Exercise ::
Arrange the items below as a numbered list, starting with the line that contains "Please place a point on the asphalt" and continuing through the line that contains "column 120, row 106". Leave out blank lines and every line outside that span.

Material shown ::
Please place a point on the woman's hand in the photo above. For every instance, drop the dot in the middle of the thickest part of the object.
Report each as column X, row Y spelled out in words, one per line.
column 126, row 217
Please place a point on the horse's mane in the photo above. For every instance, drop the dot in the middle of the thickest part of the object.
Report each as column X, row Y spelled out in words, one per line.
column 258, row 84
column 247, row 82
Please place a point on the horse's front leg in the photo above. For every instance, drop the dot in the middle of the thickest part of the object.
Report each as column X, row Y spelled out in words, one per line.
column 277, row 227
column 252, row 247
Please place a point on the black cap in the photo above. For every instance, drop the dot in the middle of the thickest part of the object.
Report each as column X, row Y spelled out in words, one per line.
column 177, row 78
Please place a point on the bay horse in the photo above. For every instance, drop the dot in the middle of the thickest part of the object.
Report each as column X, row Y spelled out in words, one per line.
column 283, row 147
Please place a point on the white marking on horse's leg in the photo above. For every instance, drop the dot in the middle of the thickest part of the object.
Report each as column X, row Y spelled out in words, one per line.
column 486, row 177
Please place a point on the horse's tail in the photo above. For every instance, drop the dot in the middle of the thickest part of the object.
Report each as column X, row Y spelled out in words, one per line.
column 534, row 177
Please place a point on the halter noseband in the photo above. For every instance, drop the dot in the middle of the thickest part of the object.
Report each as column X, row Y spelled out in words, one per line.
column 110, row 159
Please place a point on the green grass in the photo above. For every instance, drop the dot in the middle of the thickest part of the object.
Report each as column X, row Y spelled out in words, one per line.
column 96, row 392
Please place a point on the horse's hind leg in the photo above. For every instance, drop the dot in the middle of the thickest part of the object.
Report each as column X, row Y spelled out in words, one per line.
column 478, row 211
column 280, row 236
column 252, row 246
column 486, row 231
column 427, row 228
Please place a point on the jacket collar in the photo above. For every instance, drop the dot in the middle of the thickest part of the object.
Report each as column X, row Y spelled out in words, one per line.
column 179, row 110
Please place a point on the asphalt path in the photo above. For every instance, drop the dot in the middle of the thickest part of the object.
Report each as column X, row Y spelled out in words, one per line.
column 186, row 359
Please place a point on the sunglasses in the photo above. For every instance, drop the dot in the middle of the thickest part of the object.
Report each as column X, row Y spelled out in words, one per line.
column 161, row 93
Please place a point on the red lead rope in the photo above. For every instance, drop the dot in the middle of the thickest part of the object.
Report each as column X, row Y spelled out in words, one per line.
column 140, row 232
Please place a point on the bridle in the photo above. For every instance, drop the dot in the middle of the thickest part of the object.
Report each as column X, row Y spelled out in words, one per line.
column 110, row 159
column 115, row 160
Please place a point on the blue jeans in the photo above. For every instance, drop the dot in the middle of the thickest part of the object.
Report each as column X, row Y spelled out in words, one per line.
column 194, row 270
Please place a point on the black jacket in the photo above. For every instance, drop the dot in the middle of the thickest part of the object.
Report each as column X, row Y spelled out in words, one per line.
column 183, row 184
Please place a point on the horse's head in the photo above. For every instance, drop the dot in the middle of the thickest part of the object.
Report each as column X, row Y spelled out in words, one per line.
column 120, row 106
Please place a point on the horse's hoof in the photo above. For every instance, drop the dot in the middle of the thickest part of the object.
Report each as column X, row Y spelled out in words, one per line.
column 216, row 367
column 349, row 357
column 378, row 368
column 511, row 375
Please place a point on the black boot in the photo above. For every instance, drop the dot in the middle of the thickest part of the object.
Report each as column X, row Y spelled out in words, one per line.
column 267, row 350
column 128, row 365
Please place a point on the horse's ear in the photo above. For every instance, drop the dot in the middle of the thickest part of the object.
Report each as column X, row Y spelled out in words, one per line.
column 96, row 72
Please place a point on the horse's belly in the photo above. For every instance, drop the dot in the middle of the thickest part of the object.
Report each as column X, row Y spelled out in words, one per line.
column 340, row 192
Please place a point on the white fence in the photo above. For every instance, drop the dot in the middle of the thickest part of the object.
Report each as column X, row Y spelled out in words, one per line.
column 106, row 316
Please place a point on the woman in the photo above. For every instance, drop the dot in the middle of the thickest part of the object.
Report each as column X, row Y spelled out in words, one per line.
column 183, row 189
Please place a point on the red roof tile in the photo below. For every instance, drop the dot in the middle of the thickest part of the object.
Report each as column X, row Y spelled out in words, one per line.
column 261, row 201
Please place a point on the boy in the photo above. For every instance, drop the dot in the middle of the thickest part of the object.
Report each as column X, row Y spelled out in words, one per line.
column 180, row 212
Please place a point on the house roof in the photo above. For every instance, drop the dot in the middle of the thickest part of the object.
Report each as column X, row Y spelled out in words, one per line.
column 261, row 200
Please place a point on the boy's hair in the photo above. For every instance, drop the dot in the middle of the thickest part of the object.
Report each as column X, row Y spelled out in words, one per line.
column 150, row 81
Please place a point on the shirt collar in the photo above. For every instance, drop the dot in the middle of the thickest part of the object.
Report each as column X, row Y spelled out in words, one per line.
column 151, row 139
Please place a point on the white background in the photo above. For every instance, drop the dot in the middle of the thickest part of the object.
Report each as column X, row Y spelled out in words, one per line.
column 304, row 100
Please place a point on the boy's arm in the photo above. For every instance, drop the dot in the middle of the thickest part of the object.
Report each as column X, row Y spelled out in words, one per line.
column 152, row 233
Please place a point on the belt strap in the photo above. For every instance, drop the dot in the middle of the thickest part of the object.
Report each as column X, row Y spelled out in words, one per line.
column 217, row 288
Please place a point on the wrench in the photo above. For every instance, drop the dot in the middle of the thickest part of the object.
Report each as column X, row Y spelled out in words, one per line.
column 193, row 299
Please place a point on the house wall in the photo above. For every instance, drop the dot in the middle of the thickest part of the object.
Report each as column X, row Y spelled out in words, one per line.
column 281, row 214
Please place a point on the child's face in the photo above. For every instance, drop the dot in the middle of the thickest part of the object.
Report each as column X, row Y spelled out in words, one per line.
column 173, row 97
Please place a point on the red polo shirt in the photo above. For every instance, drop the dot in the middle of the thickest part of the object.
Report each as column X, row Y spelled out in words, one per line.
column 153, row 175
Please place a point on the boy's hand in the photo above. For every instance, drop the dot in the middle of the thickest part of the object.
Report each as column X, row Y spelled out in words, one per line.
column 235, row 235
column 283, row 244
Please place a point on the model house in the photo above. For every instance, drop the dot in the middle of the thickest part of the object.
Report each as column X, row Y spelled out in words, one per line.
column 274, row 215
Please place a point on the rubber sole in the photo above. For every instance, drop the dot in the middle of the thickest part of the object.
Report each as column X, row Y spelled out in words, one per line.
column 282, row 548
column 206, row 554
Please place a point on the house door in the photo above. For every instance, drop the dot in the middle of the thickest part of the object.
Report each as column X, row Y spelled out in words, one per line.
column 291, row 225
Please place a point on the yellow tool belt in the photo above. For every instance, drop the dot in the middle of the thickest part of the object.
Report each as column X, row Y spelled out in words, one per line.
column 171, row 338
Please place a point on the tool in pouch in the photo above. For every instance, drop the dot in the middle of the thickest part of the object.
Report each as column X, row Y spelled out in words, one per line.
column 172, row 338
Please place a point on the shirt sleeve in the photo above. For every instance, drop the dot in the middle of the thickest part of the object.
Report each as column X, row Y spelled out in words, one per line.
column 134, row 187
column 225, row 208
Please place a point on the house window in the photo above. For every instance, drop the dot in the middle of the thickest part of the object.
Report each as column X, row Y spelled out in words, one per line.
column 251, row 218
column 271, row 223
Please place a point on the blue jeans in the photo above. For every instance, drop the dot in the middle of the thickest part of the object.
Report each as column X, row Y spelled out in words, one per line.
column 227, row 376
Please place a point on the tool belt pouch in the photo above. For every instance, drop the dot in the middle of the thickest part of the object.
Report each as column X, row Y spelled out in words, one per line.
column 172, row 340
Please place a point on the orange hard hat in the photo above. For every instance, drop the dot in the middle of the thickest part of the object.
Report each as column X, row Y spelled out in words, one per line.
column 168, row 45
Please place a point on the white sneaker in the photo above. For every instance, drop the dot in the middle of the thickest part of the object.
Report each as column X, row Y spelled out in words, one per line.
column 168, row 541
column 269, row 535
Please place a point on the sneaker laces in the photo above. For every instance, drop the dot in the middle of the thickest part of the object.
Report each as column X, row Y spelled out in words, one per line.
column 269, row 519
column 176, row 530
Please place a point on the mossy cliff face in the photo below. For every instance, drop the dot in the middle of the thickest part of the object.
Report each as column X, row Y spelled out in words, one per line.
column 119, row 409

Answer below ::
1. Please place a point on the asphalt path in the photo above. For every instance, drop the dot in the middle of the thickest part of the object.
2. Report each as column X, row Y spelled out in words, one per line.
3. column 186, row 359
4. Please place a point on the sunglasses in the photo above. For every instance, drop the dot in the middle of the thickest part of the object.
5. Report each as column X, row Y spelled out in words, one per line.
6. column 161, row 93
7. Please place a point on the red lead rope in the photo above. For every instance, drop the dot in the middle of the thickest part of the object.
8. Report each as column X, row Y spelled out in words, one per line.
9. column 140, row 232
10. Please place a point on the bridle in the photo above. For every instance, drop the dot in the middle of the thickest part of the object.
11. Report each as column X, row Y spelled out in words, one per line.
12. column 110, row 159
13. column 115, row 160
14. Please place a point on the blue jeans in the photo above. For every instance, drop the dot in the middle of the thickest part of the object.
15. Report each as column X, row Y spelled out in words, one per line.
16. column 194, row 270
17. Please place a point on the black jacket in the photo above. For every instance, drop the dot in the middle of the thickest part of the object.
18. Report each as column X, row Y spelled out in words, one per line.
19. column 183, row 184
20. Please place a point on the horse's head in the photo above. For every instance, drop the dot in the middle of the thickest part of the object.
21. Report each as column X, row Y spelled out in words, one per line.
22. column 120, row 106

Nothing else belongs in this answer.